__PROBLEM TO WORK ON__. Please retype everything from the start of the listing below down through the line containing "361,312 -> 389,328", both ends included.

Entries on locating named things
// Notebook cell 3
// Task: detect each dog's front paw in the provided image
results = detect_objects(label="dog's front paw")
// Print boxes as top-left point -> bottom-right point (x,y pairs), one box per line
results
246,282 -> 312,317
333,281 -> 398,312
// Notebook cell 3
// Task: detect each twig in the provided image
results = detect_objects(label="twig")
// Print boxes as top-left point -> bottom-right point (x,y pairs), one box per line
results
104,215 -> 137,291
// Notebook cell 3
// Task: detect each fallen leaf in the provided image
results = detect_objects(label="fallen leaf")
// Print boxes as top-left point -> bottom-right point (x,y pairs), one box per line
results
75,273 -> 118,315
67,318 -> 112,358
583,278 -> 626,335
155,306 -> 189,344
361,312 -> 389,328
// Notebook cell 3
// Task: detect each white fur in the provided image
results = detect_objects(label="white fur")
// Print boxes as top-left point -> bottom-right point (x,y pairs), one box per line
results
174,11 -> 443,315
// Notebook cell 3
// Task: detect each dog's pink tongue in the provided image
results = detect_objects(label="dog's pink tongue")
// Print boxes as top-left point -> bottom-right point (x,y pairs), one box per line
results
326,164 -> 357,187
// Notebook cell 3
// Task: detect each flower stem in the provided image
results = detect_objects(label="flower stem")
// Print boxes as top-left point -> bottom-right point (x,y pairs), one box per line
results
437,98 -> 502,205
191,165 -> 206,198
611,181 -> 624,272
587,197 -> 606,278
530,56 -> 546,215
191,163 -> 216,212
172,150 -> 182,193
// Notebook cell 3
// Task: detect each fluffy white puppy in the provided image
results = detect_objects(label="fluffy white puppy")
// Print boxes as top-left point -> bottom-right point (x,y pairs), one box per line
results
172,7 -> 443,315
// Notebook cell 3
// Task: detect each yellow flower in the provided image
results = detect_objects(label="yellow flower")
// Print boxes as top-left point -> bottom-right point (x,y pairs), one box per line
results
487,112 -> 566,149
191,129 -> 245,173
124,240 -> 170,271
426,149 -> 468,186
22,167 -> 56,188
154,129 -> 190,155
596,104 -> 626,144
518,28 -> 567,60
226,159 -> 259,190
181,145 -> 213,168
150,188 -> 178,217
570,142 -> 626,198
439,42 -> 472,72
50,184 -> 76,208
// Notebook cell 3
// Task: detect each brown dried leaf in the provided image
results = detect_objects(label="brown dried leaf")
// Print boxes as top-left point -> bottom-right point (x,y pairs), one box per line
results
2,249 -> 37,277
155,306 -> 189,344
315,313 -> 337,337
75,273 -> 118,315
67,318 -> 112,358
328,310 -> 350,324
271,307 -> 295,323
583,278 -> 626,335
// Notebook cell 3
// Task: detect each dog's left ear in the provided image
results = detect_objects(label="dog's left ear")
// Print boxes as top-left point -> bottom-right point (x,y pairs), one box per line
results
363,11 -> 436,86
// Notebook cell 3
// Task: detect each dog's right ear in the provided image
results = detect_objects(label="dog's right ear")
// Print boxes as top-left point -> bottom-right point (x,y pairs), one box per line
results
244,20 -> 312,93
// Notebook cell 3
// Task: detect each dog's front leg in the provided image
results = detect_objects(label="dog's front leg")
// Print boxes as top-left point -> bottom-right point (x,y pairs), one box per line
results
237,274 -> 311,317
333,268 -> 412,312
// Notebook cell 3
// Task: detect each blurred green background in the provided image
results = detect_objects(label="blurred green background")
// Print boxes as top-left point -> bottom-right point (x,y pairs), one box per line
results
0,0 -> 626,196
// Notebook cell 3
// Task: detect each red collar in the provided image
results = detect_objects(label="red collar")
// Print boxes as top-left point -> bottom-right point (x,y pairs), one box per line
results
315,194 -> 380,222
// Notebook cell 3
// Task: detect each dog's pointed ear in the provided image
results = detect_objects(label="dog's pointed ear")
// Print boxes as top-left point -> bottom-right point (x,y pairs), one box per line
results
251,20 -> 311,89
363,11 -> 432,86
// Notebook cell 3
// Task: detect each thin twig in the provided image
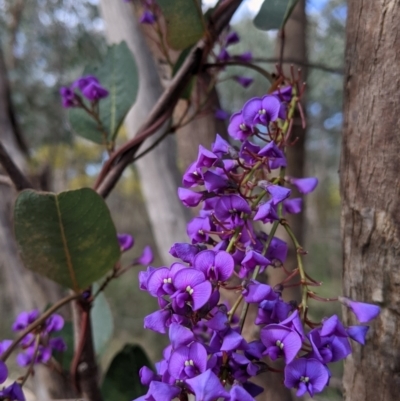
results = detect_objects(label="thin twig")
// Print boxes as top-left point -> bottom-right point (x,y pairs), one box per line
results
253,57 -> 343,75
95,0 -> 242,198
0,141 -> 33,191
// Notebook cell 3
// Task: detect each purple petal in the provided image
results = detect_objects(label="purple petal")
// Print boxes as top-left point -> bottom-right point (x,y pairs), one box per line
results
178,188 -> 204,207
146,381 -> 181,401
117,234 -> 134,252
213,109 -> 229,119
290,177 -> 318,194
266,185 -> 290,205
196,145 -> 218,168
169,323 -> 194,349
225,32 -> 240,46
144,310 -> 172,334
186,369 -> 230,401
192,281 -> 212,311
135,245 -> 154,266
174,267 -> 206,290
242,280 -> 272,303
234,75 -> 254,88
283,198 -> 303,214
204,170 -> 228,192
228,112 -> 253,141
346,326 -> 369,345
230,385 -> 255,401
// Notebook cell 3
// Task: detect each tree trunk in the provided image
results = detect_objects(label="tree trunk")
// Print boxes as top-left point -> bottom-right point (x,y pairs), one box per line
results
100,0 -> 189,263
340,0 -> 400,401
0,49 -> 75,400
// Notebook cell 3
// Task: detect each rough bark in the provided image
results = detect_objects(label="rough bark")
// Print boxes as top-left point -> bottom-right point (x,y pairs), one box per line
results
100,0 -> 189,263
340,0 -> 400,401
0,46 -> 74,400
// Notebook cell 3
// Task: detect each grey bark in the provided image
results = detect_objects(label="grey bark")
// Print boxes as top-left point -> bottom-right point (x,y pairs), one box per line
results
0,46 -> 74,400
340,0 -> 400,401
100,0 -> 189,263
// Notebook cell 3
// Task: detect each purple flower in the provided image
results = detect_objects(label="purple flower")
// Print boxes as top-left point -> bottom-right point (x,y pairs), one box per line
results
234,52 -> 253,63
0,361 -> 8,383
117,234 -> 134,252
171,268 -> 212,310
212,134 -> 232,155
204,170 -> 228,192
239,250 -> 271,278
0,382 -> 25,401
142,381 -> 181,401
283,198 -> 303,214
72,75 -> 99,91
339,297 -> 381,323
133,245 -> 154,266
178,188 -> 204,207
146,263 -> 187,297
265,185 -> 290,205
346,326 -> 369,345
285,358 -> 329,397
193,250 -> 235,281
82,82 -> 108,101
271,86 -> 293,103
168,342 -> 207,380
289,177 -> 318,194
260,324 -> 302,364
196,145 -> 218,168
308,329 -> 351,363
60,86 -> 78,108
182,162 -> 203,188
215,195 -> 251,225
12,309 -> 40,331
214,109 -> 229,121
225,32 -> 240,46
139,10 -> 156,25
217,47 -> 231,61
233,75 -> 254,88
228,112 -> 253,141
254,200 -> 279,223
169,242 -> 202,264
230,384 -> 254,401
242,280 -> 272,303
45,313 -> 64,333
186,369 -> 230,401
242,95 -> 281,127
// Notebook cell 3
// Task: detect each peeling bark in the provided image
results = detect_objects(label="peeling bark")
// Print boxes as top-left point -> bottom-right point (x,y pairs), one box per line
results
340,0 -> 400,401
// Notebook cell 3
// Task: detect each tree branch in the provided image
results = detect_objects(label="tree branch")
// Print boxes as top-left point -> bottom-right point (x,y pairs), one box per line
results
95,0 -> 242,198
253,57 -> 344,75
0,141 -> 33,191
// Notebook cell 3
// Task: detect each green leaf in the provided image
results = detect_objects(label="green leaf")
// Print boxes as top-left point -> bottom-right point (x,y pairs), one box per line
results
69,42 -> 139,144
90,283 -> 114,356
53,322 -> 74,372
101,344 -> 151,401
14,188 -> 120,291
157,0 -> 205,50
254,0 -> 298,31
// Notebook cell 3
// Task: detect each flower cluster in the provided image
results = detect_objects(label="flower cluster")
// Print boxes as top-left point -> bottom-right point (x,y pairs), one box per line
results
137,82 -> 379,401
0,309 -> 67,401
10,309 -> 67,367
60,75 -> 108,108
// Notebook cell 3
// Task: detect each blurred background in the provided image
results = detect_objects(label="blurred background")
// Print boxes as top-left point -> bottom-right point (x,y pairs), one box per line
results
0,0 -> 346,400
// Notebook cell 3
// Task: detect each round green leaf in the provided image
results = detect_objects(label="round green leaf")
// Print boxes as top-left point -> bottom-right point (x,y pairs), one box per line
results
254,0 -> 298,31
101,344 -> 151,401
157,0 -> 205,50
14,188 -> 120,291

__EXERCISE RESULT__.
// Notebook cell 3
// Task: detect each dog's front paw in the provided image
results = detect_objects(label="dog's front paw")
// Print boxes as top-left point -> bottom-right point (x,y pairs), one box per line
results
246,282 -> 312,317
333,281 -> 398,312
// Notebook cell 3
// Task: detect each twig in the provided image
results = detect_objects(label="twig")
// Print boxes as top-left point -> bottom-right point (x,y pairs), one box per line
results
104,215 -> 137,291
// Notebook cell 3
// Task: detect each fallen leaf in the provided image
results = detect_objects(label="fallen leaf")
// Print boxes as top-left point -> bottom-right point (x,y pairs), one box per line
results
75,273 -> 118,315
67,318 -> 112,358
583,278 -> 626,335
155,306 -> 189,344
361,312 -> 389,328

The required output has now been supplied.